[Raw data]
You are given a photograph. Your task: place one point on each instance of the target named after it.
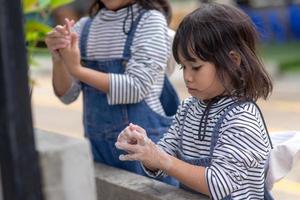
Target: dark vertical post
(20, 171)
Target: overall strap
(263, 119)
(130, 36)
(189, 105)
(84, 36)
(215, 136)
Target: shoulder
(245, 109)
(154, 17)
(244, 118)
(187, 104)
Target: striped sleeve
(242, 147)
(150, 51)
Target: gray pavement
(281, 111)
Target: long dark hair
(160, 5)
(210, 33)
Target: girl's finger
(141, 138)
(128, 147)
(140, 129)
(68, 25)
(129, 157)
(61, 29)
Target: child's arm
(71, 59)
(154, 158)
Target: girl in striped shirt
(117, 57)
(218, 144)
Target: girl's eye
(196, 68)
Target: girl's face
(116, 4)
(201, 78)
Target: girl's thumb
(74, 40)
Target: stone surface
(118, 184)
(67, 167)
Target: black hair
(210, 33)
(161, 5)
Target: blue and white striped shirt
(241, 152)
(144, 74)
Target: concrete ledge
(116, 184)
(67, 167)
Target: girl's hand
(135, 141)
(71, 53)
(56, 39)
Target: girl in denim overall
(103, 121)
(218, 144)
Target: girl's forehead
(190, 58)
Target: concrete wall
(67, 167)
(69, 174)
(116, 184)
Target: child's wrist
(165, 160)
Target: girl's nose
(187, 75)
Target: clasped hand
(133, 139)
(63, 45)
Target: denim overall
(205, 161)
(103, 122)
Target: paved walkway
(281, 111)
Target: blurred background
(278, 23)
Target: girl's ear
(235, 57)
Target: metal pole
(20, 171)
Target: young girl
(120, 68)
(218, 144)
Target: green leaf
(29, 5)
(57, 3)
(43, 4)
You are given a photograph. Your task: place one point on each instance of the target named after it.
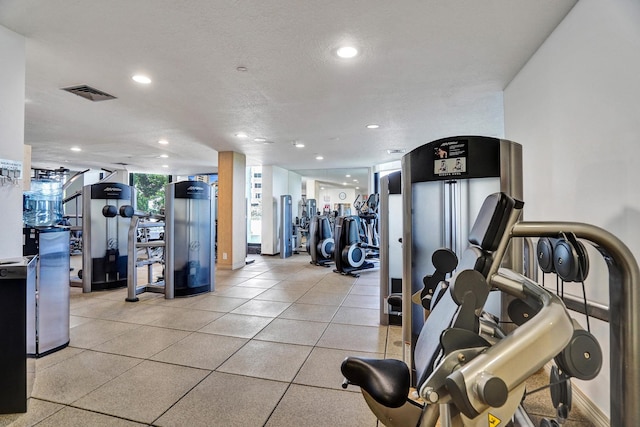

[Assigned task] The result should be a transcript of the lines from the line containing "Target: girl's hand" through the end of the listing above, exact, inclusive, and without pictures.

[Answer area]
Target: girl's hand
(135, 141)
(71, 53)
(56, 39)
Target: girl in denim overall
(103, 121)
(218, 144)
Target: girl's forehead
(190, 58)
Target: concrete wall
(67, 167)
(69, 174)
(116, 184)
Target: child's wrist
(165, 160)
Target: girl's nose
(187, 75)
Target: clasped hand
(133, 139)
(63, 45)
Target: denim overall
(205, 161)
(103, 122)
Target: paved walkway
(281, 111)
Target: blurred background
(278, 23)
Target: girl's ear
(235, 57)
Target: metal pole
(20, 171)
Target: young girl
(120, 68)
(218, 144)
Target: green leaf
(29, 5)
(57, 3)
(43, 4)
You are given a photograph. Your task: place one point on each instance of the target named after it.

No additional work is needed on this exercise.